GIVEN TASK 1:
Answer these questions about the ML assignment notebook, one answer per line, marked the same way:
(a) Which two digits does the binary logistic regression in A2 compare?
(b) Which function is imported from sklearn.model_selection?
(c) What is Part A1 called?

# DOCUMENT EXCERPT start

# ML Assignment 2 – Part A

This notebook contains the full implementation for:

- **A1:** Data Preparation
- **A2:** Binary Logistic Regression (Digits 0 vs 1)
- **A3:** Softmax Regression (Multi-class 0–9)


In [None]:
# ============================================
# IMPORTS & SETUP
# ============================================
import torch
import torch.nn as nn
import torch.optim as optim
from torchvision import datasets, transforms
from torch.utils.data import DataLoader, TensorDataset
from sklearn.model_selection import train_test_split
from sklearn.metrics import confusion_matrix, classification_report
import matplotlib.pyplot as plt


## 🔹 Part A1 – Data Preparation

In [None]:
transform = transforms.Compose([
    transforms.ToTensor()

# DOCUMENT EXCERPT end

GIVEN TASK 2: In the rows, start at the line that has "container in this photo." and go through the last row. Write those lines out again with "plastic container" changed to "lunch box" and nothing else altered.

# SUPPLIED DATA start

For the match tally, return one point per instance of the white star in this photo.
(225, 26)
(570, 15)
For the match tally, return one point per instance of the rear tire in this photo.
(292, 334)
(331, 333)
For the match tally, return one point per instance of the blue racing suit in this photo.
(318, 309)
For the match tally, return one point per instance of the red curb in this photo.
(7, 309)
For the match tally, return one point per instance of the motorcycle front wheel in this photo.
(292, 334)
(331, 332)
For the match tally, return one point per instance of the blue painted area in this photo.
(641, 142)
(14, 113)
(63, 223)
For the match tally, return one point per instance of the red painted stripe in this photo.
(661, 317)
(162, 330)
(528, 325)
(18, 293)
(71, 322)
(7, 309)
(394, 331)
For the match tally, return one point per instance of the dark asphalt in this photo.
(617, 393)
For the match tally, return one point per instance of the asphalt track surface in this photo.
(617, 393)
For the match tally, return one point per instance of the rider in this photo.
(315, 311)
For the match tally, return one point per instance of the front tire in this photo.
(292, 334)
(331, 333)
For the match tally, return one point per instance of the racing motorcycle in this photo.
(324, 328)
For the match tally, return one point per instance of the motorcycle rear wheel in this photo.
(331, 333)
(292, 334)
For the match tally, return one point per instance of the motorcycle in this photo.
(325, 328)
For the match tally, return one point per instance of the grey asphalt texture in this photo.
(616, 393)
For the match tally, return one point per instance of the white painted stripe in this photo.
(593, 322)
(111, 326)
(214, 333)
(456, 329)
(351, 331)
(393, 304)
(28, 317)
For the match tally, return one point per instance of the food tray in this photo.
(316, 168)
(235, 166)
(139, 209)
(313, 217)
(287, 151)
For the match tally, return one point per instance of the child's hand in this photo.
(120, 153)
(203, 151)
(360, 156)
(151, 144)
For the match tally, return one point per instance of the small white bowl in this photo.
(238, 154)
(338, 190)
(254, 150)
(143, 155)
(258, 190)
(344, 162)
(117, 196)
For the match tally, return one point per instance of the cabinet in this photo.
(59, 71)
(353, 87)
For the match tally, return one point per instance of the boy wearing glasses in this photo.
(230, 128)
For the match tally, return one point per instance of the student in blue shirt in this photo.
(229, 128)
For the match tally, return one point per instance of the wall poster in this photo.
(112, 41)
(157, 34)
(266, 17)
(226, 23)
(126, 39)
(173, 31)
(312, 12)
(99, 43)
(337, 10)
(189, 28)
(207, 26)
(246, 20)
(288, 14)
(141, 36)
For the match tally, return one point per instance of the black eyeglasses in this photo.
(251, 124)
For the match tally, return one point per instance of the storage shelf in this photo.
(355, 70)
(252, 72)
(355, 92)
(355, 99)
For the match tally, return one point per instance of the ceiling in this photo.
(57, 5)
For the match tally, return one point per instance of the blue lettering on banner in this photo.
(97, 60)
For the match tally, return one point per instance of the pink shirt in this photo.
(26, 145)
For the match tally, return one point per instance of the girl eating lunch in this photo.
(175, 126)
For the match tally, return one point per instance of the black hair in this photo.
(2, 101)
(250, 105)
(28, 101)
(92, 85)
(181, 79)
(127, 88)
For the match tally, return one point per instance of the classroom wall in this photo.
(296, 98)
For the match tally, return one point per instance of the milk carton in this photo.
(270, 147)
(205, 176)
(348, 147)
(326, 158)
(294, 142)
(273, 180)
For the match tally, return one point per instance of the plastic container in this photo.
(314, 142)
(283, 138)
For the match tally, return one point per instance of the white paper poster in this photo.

# SUPPLIED DATA end

WRITTEN ANSWER 1:
(a) 0 and 1
(b) train_test_split
(c) Data Preparation

WRITTEN ANSWER 2:
For the match tally, return one point per instance of the lunch box in this photo.
(314, 142)
(283, 138)
For the match tally, return one point per instance of the white paper poster in this photo.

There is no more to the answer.